→ Work instructions
**A.** In the telemedicine account, what two blood cancers is the writer living with?
**B.** Continue the telemedicine account from its last sentence.

--- Provided text Enclosed Below ---

Published on May 20, 2020
With many cancer patients—especially blood cancer patients—thought to be more immunocompromised and vulnerable to infection, including from the coronavirus, there’s hesitancy to come into the hospital or clinic for visits with our doctors. There are even concerns about coming in for a blood test or scan to inform the discussion with our doctors. Fortunately, telemedicine is playing a role now, and my first experience was a positive one.
I am living with two blood cancers, chronic lymphocytic leukemia (CLL) and myelofibrosis. Before the pandemic hit, I received monthly infusions of immunoglobulin to boost my immune system and would get a blood draw at the same time for testing to monitor my status. That is all done at a nearby cancer clinic and not at the big cancer center down the highway. After each appointment, the data is entered into the center’s medical record system and alerts my doctors and nurses when it’s there.
This week, I felt comfortable getting the immunoglobulin infusion (IVIG) and the blood draw per usual, but with many precautions for me and the entire clinic staff. The following day I had my first telemedicine visit on my smartphone with Dr. Catriona Jamieson.
In advance of the appointment, an assistant called and instructed me how to prepare on the secure website and to e-sign various approval documents. A few minutes before the scheduled time, as instructed, I was holding my phone and on camera. Boom! Here comes Dr. J, and we were on a split screen just like CNN.

--- End of Enclosed Provided text ---
--- Dataset section Enclosed Below ---

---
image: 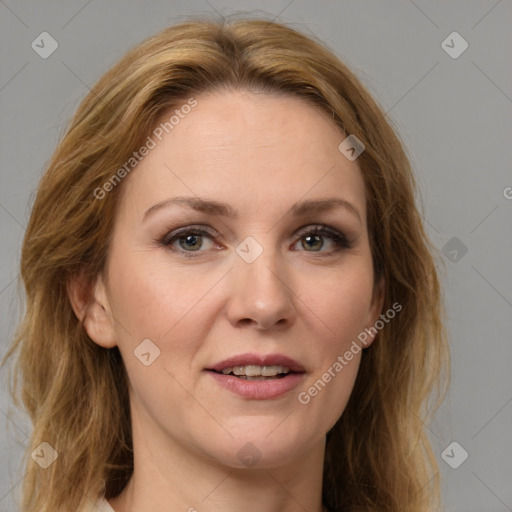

--- End of Enclosed Dataset section ---

→ Task results
**A.** The writer is living with chronic lymphocytic leukemia (CLL) and myelofibrosis.

**B.**
Dr. Jamieson had all my test results, as did I (from the MyChart portal), and we walked through them together as she explained what the results meant and pointed out trends. Fortunately, everything was positive. While she couldn’t listen to my heart or lungs or poke around to measure my spleen, we did cover a lot of ground. And she could see that I looked well. It was up close and personal and very efficient.
Next month, I will see some other doctors where physical contact is needed. I will be mindful of safety as they will too. But when they suggest a telemedicine visit, I will welcome it as a real improvement in doctor-patient contact in a digital age.
I believe, as we all get the hang of this, telemedicine is a great addition to the way we connect with our healthcare teams.